Reading passage:

What is Keratectomy?
Keratectomy is the excision (removal) of a piece of the cornea. The procedure can alter the refraction of the cornea, that is, its focusing power.
There are three common types: keratectomy with an excimer laser, wedge-shaped keratectomy and lamellar crescentic keratectomy. The first such procedure with an excimer laser is used for photorefractive keratectomy (PRK). Wedge-shared keratectomy can reduce astigmatism after keratoplasty or cataract surgery. Lamellar crescentic keratectomy may help with pellucid degeneration or Terrien’s marginal degeneration.
- Keratectomy is a procedure that changes the refraction of the cornea.
- There are three main types: keratectomy with an excimer laser, wedge-shaped keratectomy and lamellar crescentic keratectomy.
- Photorefractive keratectomy (PRK) is keratectomy with an excimer laser.
Keratectomy is widely used in eye surgery. PRK is a type of corrective eye surgery that uses a laser rather than a blade to remove corneal tissue. The excimer laser was developed in the early 1970s and modified for ophthalmic use in the early 1980s. It wasn’t until 1995, however, when the Food and Drug Administration approved its use for PRK corrective eye surgery. This delay was due to safety concerns with using lasers to correct vision. With continued safety improvements and refinements, PRK has now become one of the most popular types of eye surgery.

Prompt: According to the keratectomy passage, in what year did the Food and Drug Administration approve the excimer laser for PRK corrective eye surgery? Rely only on the keratectomy passage above.

Given information:

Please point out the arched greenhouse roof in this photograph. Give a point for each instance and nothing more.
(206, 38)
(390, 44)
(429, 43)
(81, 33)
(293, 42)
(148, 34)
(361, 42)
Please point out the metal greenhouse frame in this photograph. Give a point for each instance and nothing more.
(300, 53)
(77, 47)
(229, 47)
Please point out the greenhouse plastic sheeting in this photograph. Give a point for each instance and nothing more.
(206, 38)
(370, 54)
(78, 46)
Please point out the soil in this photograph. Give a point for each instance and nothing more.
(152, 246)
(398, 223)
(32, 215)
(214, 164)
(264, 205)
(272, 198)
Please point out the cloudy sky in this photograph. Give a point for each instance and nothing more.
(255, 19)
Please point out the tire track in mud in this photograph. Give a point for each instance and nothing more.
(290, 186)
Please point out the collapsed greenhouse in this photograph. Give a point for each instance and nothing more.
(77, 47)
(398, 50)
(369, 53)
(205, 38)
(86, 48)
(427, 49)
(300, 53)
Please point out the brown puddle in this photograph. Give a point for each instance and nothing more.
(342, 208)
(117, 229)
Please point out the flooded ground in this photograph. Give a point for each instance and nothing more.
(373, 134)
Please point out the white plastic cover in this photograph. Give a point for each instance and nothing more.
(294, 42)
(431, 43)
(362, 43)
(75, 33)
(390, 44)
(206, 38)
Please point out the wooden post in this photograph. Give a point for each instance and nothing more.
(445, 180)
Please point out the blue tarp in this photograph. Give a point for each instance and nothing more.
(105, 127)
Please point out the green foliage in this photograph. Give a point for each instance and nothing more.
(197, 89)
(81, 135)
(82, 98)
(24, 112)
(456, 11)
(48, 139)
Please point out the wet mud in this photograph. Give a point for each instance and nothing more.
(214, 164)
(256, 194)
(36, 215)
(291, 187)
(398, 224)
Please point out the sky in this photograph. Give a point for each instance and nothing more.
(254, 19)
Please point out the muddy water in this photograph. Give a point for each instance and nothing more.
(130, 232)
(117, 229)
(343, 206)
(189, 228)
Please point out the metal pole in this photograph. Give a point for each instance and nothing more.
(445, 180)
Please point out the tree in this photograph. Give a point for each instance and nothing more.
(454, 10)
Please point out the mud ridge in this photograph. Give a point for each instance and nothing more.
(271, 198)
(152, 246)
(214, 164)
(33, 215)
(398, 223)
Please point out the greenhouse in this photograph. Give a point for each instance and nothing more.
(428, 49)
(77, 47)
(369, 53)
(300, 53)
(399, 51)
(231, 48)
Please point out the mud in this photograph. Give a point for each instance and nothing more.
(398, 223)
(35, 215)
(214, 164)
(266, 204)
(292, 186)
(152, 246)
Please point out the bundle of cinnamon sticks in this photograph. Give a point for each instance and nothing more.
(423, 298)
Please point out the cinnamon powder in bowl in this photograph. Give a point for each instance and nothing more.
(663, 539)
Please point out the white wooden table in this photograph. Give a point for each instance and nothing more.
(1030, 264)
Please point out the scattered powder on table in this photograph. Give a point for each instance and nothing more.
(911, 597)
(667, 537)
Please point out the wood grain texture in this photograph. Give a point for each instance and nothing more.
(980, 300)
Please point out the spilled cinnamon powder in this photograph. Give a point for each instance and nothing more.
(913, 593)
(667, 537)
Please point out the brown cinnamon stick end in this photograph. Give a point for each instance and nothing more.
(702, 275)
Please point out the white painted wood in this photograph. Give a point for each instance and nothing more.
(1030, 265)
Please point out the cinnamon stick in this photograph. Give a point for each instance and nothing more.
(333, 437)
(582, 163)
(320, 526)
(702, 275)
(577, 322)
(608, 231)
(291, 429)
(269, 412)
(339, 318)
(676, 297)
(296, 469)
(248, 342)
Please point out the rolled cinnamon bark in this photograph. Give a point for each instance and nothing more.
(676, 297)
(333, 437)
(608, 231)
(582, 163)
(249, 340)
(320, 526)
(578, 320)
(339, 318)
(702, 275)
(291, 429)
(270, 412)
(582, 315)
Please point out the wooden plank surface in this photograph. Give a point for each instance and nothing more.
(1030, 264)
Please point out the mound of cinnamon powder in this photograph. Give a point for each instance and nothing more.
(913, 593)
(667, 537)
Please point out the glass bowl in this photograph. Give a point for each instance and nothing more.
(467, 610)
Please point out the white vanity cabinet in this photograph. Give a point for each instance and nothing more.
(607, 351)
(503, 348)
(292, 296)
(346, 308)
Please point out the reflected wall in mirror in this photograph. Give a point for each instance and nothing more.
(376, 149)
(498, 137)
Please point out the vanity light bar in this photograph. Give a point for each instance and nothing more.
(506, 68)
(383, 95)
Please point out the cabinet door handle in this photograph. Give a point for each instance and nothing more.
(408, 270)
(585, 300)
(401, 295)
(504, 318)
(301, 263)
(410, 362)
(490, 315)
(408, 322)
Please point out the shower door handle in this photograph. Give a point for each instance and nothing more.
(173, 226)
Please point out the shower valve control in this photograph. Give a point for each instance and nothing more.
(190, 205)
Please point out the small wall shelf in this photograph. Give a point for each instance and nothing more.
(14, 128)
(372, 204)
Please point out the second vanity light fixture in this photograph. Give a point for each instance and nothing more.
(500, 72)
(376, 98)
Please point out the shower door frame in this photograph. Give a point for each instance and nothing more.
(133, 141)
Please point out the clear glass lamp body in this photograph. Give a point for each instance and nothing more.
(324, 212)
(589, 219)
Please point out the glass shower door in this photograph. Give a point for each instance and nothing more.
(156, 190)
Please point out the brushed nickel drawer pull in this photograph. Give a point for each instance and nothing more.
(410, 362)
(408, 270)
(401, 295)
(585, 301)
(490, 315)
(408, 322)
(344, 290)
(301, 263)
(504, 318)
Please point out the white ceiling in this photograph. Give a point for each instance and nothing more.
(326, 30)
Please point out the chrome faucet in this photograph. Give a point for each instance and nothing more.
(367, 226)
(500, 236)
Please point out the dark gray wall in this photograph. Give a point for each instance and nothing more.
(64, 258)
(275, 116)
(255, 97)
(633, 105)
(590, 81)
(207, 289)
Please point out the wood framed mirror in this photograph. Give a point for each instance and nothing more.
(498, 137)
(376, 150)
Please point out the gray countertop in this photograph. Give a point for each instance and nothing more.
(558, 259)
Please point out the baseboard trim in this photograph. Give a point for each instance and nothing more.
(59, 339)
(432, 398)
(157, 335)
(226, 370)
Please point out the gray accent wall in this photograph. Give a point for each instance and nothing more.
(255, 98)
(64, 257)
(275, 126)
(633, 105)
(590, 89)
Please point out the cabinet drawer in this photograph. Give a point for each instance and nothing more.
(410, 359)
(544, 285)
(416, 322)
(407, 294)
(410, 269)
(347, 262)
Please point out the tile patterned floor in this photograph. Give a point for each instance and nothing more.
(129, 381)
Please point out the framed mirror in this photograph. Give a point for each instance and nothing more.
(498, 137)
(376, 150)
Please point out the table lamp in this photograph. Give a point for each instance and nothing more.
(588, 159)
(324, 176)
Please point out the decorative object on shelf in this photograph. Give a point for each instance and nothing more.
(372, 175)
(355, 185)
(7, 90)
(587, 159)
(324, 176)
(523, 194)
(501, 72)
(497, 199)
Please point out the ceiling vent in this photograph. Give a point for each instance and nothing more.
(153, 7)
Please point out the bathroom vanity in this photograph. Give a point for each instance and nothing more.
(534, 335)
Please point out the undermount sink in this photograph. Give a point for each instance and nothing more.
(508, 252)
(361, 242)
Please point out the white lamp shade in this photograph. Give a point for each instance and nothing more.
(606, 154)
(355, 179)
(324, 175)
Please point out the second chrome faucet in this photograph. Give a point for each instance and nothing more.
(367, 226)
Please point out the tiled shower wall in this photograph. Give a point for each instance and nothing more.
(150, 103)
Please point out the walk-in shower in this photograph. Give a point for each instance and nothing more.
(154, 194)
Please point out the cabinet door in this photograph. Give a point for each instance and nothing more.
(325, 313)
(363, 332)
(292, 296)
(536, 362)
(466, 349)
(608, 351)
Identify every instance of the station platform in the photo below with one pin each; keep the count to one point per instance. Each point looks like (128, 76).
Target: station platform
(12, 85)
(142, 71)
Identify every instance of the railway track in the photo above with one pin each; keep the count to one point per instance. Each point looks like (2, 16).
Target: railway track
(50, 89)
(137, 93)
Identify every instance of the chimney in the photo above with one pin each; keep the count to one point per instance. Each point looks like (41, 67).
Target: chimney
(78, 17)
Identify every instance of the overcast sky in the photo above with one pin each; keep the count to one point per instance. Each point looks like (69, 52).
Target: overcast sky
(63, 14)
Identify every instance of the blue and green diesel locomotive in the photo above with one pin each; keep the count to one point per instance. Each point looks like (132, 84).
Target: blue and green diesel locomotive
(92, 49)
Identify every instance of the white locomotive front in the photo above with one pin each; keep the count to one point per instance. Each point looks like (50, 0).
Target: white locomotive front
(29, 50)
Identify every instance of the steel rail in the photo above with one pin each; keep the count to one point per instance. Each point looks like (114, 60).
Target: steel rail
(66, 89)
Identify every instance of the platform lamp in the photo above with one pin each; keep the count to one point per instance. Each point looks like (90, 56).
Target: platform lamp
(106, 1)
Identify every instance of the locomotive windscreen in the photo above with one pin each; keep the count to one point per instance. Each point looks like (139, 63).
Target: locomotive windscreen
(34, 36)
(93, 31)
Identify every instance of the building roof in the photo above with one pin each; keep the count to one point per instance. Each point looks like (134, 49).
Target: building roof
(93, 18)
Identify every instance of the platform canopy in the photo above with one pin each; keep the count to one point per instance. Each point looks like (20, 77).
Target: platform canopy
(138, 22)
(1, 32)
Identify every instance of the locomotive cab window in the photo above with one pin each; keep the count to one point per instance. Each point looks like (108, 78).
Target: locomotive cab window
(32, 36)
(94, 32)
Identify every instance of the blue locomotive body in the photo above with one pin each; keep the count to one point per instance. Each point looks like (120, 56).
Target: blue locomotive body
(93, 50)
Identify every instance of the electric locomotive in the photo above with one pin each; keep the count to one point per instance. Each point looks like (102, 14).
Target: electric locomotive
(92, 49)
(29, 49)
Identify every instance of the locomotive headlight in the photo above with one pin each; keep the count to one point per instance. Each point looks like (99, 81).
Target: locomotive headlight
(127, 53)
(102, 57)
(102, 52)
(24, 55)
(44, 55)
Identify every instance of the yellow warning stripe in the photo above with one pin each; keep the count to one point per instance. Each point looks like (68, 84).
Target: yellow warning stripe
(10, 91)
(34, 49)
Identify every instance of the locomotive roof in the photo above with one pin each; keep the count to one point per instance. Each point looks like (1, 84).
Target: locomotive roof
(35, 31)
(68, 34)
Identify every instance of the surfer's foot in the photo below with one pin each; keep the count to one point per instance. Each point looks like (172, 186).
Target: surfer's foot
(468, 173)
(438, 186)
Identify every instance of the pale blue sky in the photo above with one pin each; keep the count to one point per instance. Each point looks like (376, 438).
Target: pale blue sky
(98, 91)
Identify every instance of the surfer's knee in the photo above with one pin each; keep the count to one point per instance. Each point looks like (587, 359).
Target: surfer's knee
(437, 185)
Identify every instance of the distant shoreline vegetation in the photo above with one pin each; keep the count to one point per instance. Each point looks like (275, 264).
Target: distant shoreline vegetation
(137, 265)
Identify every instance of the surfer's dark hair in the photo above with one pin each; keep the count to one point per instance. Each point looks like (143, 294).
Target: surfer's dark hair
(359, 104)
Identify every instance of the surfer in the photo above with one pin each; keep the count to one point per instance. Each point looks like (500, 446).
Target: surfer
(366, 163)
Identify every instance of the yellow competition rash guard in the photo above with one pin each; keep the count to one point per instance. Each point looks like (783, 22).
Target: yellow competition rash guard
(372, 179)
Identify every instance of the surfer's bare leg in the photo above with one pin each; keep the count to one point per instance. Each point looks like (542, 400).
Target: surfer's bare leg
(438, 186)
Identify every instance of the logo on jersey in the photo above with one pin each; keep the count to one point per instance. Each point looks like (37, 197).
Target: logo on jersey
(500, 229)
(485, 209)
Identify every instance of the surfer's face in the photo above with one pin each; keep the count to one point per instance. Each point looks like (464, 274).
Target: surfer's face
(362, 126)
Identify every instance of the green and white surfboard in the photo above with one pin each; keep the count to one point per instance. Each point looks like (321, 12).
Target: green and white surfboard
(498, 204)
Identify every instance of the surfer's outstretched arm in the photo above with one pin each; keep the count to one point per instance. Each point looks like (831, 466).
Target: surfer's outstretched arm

Exercise solution: 1995